提示文:
こんにちは!
箱根のポーラ美術館で開催中の「ライアン・ガンダー:ユー・コンプリート・ミー」展に行ってきました。
目次
ライアン・ガンダー:ユー・コンプリート・ミー

全18点の作品を鑑賞することができます!そのほとんどが日本初公開。今回のために特別につくられた新作もあります。かなり良かったです!超おすすめ!
チケット情報
大人2,200円、大学・高校生1,700円、中学生以下無料です。
このチケットで同時開催中の「ゴッホ・インパクト」も鑑賞することができます。
チケットの詳細はこちら
ロッカー
1階にあります。
音声ガイド

音声ガイドはありませんが、作品鑑賞ガイドの冊子(写真右)が置いてあるのでそれを読みながらの鑑賞がおすすめです!
ちなみに左のパンフレットのようなものは厚紙で出来ていて、開くと↓

こんな感じ。可愛すぎる。
写真撮影
写真・動画撮影OKです。
混雑
平日の午前中に行きましたが、空いていました。
同時開催中のゴッホ・インパクト展の方は結構人がいるな〜という感じですが、ダイアン・ガンダー展の方はみんなサッと見て出ていってしまうからなのか空いていました。
みんな置いてある冊子を読むんだ…そこに鑑賞の仕方が書いてあるよ…。
ライアン・ガンダー:ユー・コンプリート・ミー展 構成
ライアン・ガンダーってだれ?
Courtesy of the artist. Photography by Kazushi Toyota_IG. © Ryan Gander.
ライアン・ガンダーは 1976 年イギリス生まれ。現在はサフォークとロンドンを拠点に活動しています。
ガンダーは絵や彫刻だけでなく、映像・VR・テキスト・パフォーマンスなど、さまざまな表現方法で作品を生み出すことで知られています。
「決まった作風を持たないアマチュア哲学者」を自称し、身近な出来事のなかに潜む不思議をユーモアを交えて語りかけます。
個展は世界各地で開かれ、日本でも東京オペラシティ アートギャラリー(2022 年)や国立国際美術館(2017 年)などで紹介されました。
2017 年には大英帝国勲章を受章。
大学で教えたり、子どもたちを支援する活動にも熱心に取り組む“マルチ”なアーティストです。
作品

0. 周縁を中心に据えて / Centred on the periphery 2023
白地に黒線だけで描いた一枚の大きな旗です。強風時以外しっかり見ることは出来ないのでは。笑
ショップにこの旗の柄のトートバッグが売っているのでそこでどんな柄か見てみてください。
南米諸国連合、地球旗、英国海上保安庁、NASA、海賊旗、プログレス・ブライド・フラッグ、日本やドイツなど、既存の国旗や架空の旗が輪郭線として連なり、周縁的なモチーフが中央へと編み込まれています。
ガンダーは「誰が中心で誰が周辺なのか」という問いを、シンプルな線画でユーモラスに可視化しました。

1. 時間は止まるの? / Can time stop? 2025
カフェ「チューン」の中にあります。
直径約3 mの黒いインフレータブル・ボールに、質問文が白でプリントされています。

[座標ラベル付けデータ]
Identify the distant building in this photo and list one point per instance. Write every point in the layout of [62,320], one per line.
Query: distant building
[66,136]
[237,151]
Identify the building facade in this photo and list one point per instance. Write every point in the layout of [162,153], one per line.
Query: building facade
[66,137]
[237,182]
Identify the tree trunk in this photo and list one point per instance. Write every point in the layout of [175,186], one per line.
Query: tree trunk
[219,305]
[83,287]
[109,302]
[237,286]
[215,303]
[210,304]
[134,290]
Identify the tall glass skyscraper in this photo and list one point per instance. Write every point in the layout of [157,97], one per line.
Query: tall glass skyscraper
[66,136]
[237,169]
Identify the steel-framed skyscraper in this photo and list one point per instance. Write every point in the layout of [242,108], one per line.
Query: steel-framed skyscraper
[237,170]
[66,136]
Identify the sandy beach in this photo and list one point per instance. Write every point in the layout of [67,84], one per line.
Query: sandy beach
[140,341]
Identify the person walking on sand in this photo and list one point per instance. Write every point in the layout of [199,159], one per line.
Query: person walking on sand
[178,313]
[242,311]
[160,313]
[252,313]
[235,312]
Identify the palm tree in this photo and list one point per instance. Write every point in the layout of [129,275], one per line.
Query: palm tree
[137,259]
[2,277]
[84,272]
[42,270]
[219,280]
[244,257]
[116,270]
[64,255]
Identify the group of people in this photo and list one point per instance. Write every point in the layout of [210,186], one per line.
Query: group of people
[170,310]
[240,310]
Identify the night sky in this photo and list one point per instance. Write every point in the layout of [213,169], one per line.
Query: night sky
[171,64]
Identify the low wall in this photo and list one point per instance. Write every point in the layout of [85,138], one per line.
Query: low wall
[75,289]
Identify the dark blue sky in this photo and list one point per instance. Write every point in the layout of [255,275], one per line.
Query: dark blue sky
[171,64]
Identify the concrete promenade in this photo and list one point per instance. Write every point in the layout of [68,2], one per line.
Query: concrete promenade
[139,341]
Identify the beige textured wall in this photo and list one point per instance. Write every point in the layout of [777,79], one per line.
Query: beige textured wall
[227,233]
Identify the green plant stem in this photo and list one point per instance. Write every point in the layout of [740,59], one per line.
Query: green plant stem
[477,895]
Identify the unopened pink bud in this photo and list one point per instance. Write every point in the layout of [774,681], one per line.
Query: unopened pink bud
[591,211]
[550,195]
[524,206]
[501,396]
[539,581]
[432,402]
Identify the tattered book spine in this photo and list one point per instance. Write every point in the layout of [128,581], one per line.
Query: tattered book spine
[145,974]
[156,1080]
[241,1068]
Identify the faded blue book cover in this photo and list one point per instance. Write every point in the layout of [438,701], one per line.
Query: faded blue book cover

課題: 展覧会の記事のうち、「Courtesy of the」で始まり「み出すことで知られています。」で終わる部分を一字一句違えずに打ち直してください。 これらの記録は別の出典から取ったものです。

解答:
Courtesy of the artist. Photography by Kazushi Toyota_IG. © Ryan Gander.
ライアン・ガンダーは 1976 年イギリス生まれ。現在はサフォークとロンドンを拠点に活動しています。
ガンダーは絵や彫刻だけでなく、映像・VR・テキスト・パフォーマンスなど、さまざまな表現方法で作品を生み出すことで知られています。